===== Entries shown =====
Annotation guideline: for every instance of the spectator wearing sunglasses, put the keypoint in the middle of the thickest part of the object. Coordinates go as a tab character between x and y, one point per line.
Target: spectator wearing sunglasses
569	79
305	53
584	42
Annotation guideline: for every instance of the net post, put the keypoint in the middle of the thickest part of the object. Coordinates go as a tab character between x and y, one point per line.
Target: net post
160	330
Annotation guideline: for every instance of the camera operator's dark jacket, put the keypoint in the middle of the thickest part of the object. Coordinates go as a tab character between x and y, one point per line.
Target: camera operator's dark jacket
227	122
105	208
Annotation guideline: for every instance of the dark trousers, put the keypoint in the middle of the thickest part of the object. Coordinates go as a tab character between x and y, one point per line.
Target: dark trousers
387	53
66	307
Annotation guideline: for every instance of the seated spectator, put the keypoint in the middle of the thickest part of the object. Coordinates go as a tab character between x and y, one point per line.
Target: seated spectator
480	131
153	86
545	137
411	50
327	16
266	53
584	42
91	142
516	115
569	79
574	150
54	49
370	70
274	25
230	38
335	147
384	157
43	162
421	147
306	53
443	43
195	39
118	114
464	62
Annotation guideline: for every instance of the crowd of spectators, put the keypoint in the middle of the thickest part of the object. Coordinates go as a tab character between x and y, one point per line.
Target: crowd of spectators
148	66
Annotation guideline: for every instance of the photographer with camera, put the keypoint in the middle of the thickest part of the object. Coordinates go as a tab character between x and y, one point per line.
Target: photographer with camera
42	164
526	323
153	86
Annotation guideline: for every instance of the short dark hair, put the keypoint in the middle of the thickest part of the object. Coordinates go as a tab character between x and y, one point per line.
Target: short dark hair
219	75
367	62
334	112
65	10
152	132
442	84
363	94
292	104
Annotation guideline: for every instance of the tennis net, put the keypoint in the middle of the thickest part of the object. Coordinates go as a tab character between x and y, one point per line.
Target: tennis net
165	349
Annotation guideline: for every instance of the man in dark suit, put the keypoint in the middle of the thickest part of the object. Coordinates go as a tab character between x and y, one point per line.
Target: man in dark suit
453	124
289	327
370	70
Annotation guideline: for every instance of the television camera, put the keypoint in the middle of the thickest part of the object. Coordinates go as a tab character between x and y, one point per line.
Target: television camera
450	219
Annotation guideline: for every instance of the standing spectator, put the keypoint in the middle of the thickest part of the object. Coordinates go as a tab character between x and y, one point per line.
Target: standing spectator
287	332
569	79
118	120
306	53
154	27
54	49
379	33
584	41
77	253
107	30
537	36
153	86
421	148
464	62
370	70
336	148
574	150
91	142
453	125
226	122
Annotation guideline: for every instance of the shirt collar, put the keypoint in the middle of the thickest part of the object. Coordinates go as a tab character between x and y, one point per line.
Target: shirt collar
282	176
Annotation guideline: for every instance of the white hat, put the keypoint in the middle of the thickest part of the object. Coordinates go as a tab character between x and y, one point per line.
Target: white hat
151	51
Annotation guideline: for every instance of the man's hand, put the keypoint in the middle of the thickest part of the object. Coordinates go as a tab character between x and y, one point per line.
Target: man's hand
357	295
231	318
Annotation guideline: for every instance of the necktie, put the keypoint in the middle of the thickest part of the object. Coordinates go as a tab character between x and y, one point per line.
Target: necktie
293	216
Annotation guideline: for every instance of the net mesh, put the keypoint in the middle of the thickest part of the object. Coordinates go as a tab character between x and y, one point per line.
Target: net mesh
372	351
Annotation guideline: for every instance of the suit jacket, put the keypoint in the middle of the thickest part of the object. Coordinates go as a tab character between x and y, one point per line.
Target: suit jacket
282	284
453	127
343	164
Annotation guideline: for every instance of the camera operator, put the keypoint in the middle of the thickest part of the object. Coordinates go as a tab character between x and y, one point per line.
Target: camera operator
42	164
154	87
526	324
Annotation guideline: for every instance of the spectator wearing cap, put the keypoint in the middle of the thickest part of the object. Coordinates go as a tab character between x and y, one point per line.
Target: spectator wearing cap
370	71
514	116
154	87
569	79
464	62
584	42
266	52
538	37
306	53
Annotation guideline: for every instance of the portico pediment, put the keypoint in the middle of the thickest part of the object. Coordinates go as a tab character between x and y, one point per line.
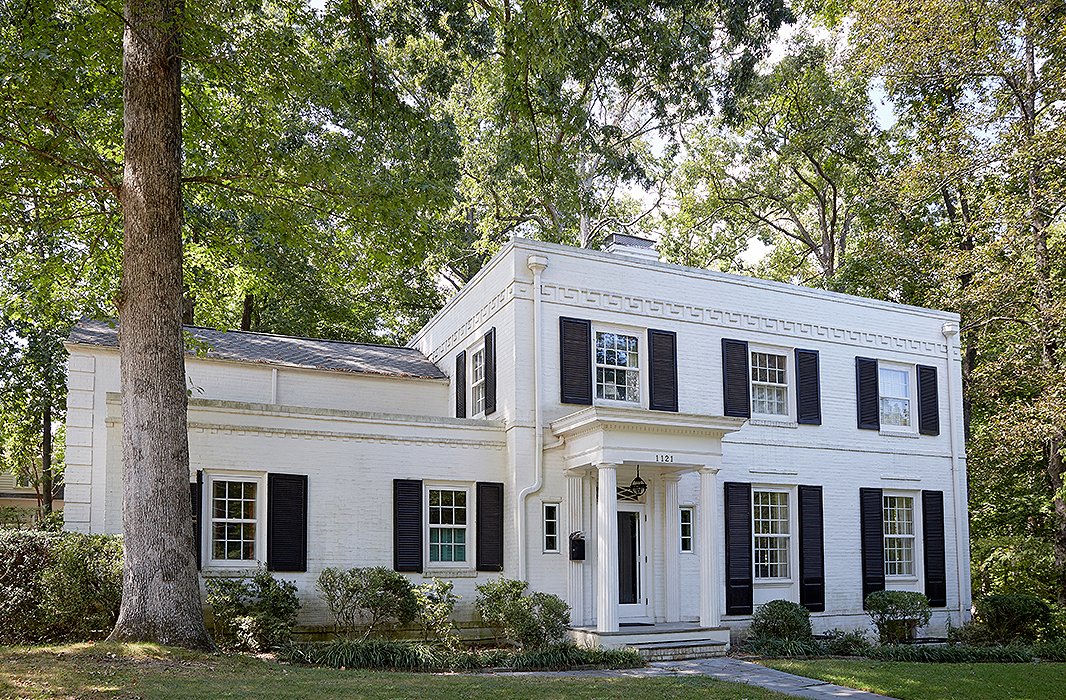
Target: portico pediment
604	434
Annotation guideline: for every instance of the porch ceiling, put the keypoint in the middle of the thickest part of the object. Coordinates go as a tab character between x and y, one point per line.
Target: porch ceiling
620	436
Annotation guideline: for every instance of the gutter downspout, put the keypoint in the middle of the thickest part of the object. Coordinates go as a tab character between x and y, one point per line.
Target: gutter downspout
950	330
536	265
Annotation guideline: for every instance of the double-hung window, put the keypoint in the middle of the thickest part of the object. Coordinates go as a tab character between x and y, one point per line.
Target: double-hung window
617	367
899	535
772	534
550	526
687	524
770	384
478	381
893	384
448	525
235	520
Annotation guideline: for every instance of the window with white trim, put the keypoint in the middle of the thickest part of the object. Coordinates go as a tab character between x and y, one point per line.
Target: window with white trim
771	533
235	520
617	367
770	384
687	523
899	535
448	525
478	381
550	526
893	385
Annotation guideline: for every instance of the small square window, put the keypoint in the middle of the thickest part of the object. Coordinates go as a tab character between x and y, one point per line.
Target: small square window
550	526
448	525
687	530
617	367
893	386
235	520
899	513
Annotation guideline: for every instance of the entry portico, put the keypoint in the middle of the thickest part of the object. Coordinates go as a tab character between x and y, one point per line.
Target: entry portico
633	546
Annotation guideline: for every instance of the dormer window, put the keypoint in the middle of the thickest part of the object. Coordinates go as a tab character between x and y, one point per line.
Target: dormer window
617	367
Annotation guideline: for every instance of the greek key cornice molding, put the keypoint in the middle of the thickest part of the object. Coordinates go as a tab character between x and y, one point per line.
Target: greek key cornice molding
735	320
479	319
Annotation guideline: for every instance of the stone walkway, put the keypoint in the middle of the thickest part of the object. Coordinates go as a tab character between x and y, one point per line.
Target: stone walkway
735	670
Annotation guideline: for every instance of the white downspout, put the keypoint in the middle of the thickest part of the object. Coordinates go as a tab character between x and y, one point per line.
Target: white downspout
536	265
950	330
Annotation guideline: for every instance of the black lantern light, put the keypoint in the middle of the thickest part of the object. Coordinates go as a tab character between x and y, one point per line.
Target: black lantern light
639	486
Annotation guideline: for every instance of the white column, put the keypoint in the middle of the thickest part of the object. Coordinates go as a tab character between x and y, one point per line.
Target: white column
575	583
672	544
607	550
709	580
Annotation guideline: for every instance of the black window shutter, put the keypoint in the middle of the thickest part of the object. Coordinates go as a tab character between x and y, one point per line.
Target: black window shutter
936	568
736	383
808	388
407	524
662	346
739	568
489	526
929	402
196	490
811	550
287	522
867	395
461	385
576	360
871	516
490	372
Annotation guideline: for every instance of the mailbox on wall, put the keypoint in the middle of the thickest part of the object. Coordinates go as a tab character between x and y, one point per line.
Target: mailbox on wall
577	547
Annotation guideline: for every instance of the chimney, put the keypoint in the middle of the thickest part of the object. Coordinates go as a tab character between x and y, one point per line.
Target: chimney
631	246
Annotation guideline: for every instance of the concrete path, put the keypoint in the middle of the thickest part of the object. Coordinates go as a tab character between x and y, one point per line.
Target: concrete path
735	670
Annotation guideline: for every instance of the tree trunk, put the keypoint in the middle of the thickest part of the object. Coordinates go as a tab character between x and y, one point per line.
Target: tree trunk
161	597
46	453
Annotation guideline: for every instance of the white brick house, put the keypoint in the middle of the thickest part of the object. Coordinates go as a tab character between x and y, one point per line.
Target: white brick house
791	443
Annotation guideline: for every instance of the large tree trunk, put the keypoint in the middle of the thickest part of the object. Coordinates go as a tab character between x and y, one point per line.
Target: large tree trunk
46	451
161	599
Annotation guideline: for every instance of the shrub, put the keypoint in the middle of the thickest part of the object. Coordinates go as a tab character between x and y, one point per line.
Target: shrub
781	619
1010	618
435	605
253	614
898	614
533	621
82	588
840	642
372	596
25	555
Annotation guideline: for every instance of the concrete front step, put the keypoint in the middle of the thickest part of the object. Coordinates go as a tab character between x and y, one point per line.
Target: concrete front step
679	650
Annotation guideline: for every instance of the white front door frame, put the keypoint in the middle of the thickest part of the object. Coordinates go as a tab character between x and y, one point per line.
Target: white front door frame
638	612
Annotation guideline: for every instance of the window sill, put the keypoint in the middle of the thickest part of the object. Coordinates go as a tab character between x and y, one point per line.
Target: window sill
229	571
449	572
899	434
773	422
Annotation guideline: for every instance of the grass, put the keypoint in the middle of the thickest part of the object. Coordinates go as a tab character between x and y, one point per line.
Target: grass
146	671
936	681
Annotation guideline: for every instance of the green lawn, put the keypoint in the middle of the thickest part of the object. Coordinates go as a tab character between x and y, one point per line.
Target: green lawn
937	681
146	671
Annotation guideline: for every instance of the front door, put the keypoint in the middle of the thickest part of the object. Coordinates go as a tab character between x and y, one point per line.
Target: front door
632	564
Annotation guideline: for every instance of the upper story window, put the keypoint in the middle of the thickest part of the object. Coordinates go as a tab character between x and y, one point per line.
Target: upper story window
770	384
448	525
235	520
899	514
772	534
617	367
478	381
893	384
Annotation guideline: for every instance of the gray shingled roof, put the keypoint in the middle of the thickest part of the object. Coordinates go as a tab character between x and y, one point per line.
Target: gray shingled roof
309	353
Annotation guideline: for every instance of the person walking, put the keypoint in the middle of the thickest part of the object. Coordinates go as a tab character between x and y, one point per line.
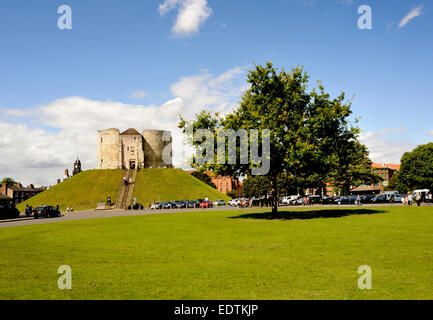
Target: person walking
409	199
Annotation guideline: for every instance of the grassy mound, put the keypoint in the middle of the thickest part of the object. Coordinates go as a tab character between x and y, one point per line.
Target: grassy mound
86	189
80	192
171	184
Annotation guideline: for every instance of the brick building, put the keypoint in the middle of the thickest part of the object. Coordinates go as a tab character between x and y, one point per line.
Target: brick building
385	170
225	184
19	193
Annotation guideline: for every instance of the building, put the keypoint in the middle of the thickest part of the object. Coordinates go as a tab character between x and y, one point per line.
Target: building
132	150
225	184
77	167
19	193
386	171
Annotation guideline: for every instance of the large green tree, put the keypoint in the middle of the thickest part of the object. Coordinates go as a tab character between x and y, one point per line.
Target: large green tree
308	132
416	169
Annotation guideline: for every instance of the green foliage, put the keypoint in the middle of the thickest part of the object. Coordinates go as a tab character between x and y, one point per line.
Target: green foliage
416	170
311	135
9	181
87	189
203	177
232	194
171	184
218	255
82	191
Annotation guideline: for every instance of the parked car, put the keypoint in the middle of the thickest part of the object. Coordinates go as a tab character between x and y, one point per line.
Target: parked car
381	198
193	204
170	205
219	203
345	200
182	204
157	205
366	198
46	212
328	200
8	209
234	202
398	198
314	199
206	204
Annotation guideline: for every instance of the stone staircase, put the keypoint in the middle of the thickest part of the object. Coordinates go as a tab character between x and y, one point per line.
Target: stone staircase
125	193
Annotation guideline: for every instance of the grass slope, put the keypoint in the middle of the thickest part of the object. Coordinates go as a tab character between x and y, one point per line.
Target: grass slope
171	184
237	254
82	191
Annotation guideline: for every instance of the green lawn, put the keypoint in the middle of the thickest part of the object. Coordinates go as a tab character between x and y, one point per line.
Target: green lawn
80	192
85	190
171	184
301	254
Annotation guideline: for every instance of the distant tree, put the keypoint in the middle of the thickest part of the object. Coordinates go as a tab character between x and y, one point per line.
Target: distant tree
9	181
352	167
395	184
204	177
306	130
416	170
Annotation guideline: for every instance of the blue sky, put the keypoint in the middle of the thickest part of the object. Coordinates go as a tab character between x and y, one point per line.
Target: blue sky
133	54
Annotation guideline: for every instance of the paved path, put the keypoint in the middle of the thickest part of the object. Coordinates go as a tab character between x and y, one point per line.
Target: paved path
92	214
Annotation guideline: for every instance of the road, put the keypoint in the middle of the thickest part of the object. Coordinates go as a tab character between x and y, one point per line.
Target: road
92	214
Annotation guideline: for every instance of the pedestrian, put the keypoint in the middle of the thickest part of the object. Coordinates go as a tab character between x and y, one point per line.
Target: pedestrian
418	199
409	199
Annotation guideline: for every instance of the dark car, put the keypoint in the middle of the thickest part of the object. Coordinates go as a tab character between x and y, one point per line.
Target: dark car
366	198
182	204
379	199
8	209
46	212
170	205
157	205
328	200
194	204
345	200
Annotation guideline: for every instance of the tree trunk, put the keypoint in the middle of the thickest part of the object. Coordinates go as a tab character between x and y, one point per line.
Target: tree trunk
274	195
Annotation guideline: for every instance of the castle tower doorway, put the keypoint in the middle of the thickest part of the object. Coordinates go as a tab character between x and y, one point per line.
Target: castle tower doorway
132	164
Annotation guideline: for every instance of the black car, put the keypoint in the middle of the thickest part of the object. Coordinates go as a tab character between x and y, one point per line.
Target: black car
46	212
379	199
183	204
8	209
366	198
194	204
328	200
170	205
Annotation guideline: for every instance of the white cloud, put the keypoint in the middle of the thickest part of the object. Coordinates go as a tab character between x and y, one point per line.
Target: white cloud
386	146
191	15
139	94
415	12
67	127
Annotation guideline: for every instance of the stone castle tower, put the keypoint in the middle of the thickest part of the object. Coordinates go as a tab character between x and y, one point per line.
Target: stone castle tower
132	150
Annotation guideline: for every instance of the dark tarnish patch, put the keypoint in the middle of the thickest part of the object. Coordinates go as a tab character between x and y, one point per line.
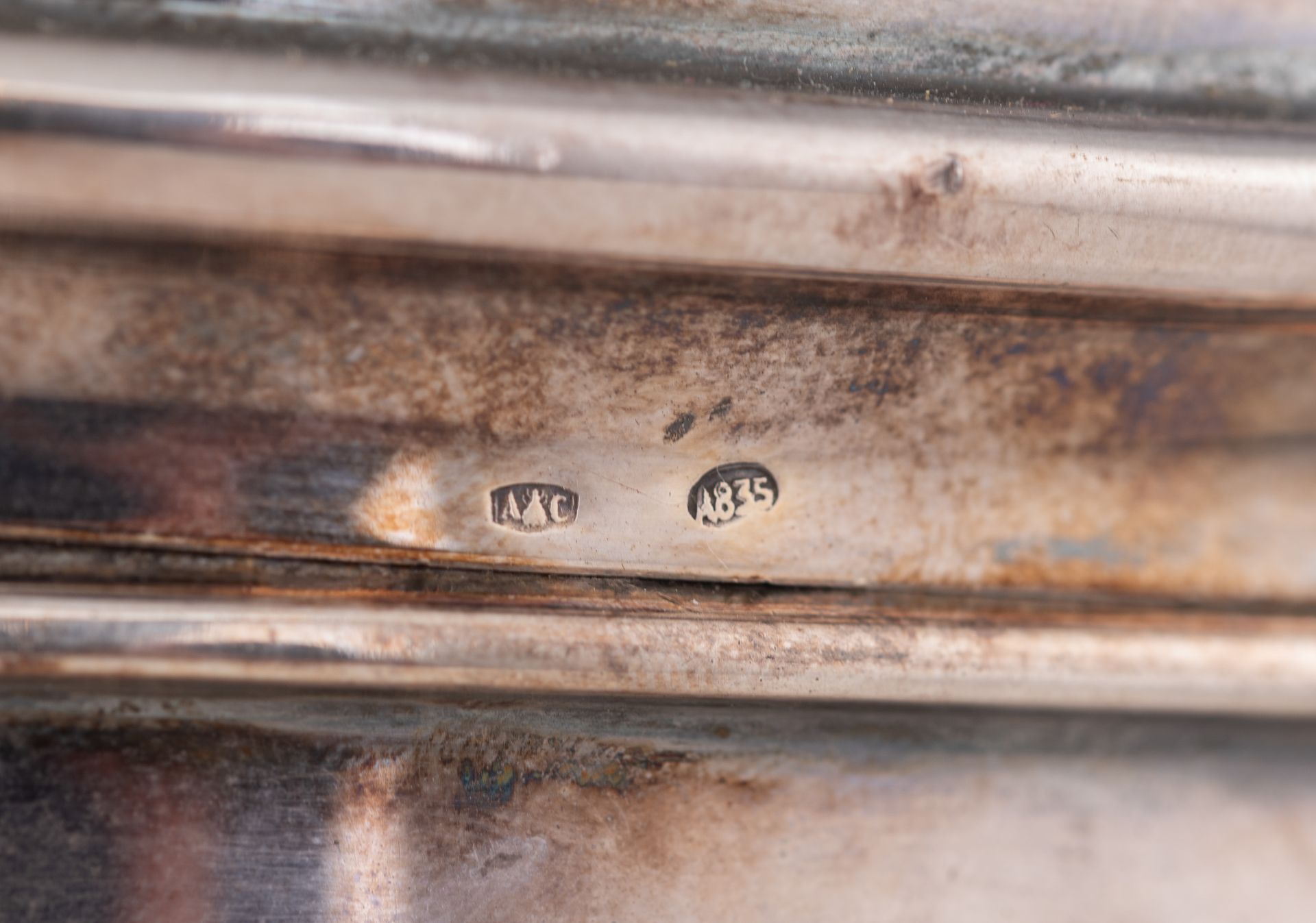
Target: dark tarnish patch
489	787
679	428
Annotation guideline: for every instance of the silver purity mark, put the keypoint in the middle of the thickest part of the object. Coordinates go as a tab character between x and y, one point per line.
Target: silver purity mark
731	493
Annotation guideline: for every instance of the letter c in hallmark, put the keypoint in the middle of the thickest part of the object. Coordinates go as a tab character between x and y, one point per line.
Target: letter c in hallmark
533	508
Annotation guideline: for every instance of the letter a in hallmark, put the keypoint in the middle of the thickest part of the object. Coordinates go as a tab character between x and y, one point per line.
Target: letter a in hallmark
533	508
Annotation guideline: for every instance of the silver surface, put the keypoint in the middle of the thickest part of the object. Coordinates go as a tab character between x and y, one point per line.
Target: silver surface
228	145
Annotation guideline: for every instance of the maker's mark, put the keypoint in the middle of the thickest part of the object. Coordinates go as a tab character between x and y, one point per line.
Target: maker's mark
533	508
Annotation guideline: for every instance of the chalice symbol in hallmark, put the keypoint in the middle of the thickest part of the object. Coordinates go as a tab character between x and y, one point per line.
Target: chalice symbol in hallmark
533	508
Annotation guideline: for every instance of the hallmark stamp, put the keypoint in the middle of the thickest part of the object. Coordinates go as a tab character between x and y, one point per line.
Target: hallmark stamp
533	508
731	493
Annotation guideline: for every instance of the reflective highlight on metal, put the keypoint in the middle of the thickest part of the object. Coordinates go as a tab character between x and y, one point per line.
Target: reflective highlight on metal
210	144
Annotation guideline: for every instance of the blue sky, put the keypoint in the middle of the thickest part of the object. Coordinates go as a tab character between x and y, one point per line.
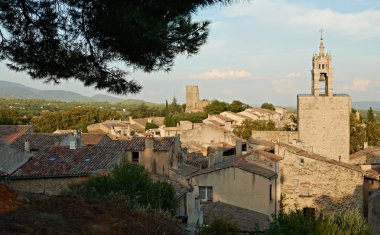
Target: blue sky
260	51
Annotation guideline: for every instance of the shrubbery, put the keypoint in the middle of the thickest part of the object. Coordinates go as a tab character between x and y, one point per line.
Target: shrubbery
298	223
130	184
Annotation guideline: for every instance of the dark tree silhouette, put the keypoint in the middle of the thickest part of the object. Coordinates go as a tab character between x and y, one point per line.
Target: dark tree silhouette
82	39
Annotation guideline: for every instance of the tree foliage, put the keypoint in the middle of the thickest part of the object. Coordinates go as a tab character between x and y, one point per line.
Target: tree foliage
247	126
217	107
130	184
296	222
63	39
268	106
78	118
370	115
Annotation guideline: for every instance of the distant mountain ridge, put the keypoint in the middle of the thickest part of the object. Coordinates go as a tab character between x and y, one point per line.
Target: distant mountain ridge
16	90
366	105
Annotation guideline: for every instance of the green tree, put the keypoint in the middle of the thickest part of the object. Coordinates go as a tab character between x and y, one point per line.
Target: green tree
370	115
219	226
216	107
83	39
150	125
247	126
130	184
238	106
268	106
297	222
357	133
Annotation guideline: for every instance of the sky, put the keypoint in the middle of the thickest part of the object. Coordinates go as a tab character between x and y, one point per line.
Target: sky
260	51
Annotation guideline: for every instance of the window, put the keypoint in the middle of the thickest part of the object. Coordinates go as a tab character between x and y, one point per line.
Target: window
205	193
135	156
270	192
305	191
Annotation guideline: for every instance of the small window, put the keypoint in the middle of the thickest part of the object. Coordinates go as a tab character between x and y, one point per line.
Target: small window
270	192
135	156
205	193
305	192
52	158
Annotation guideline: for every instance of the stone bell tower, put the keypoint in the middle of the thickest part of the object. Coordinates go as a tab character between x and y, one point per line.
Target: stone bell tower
324	117
322	72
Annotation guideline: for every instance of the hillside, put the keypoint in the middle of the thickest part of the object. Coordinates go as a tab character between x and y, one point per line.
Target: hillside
20	214
16	90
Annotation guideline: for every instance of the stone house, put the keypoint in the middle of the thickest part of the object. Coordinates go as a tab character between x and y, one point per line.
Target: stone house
11	158
193	103
238	183
53	169
366	156
156	154
311	180
220	120
211	134
238	118
9	133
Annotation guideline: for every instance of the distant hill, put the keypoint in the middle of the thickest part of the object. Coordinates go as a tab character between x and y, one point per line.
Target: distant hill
16	90
364	105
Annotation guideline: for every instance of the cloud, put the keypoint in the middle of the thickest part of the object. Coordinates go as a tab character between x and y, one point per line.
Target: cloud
228	92
358	85
287	84
283	13
221	74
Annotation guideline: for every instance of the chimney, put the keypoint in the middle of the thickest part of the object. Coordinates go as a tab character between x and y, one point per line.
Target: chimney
78	138
27	146
149	142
=====
§ **Exercise brief**: Rewrite the records from the line containing "Annotation guideline: for every instance of the cloud, put" through the last line, changing "thickest" to "widest" and leaving everything else unchanged. Return only those lines.

§ **Task output**:
Annotation guideline: for every instance of the cloud, put the keypoint in the middle of the widest part of the object. Coordinates go as a tab character between x and y, one point per line.
Target: cloud
228	92
358	85
287	84
283	13
221	74
Annotation guideline: for every instance of the chimney, put the keypoint in the middle of the widest part of the object. Coordinates go as a tab character between x and y, one point per line.
Target: chimney
78	138
27	146
149	142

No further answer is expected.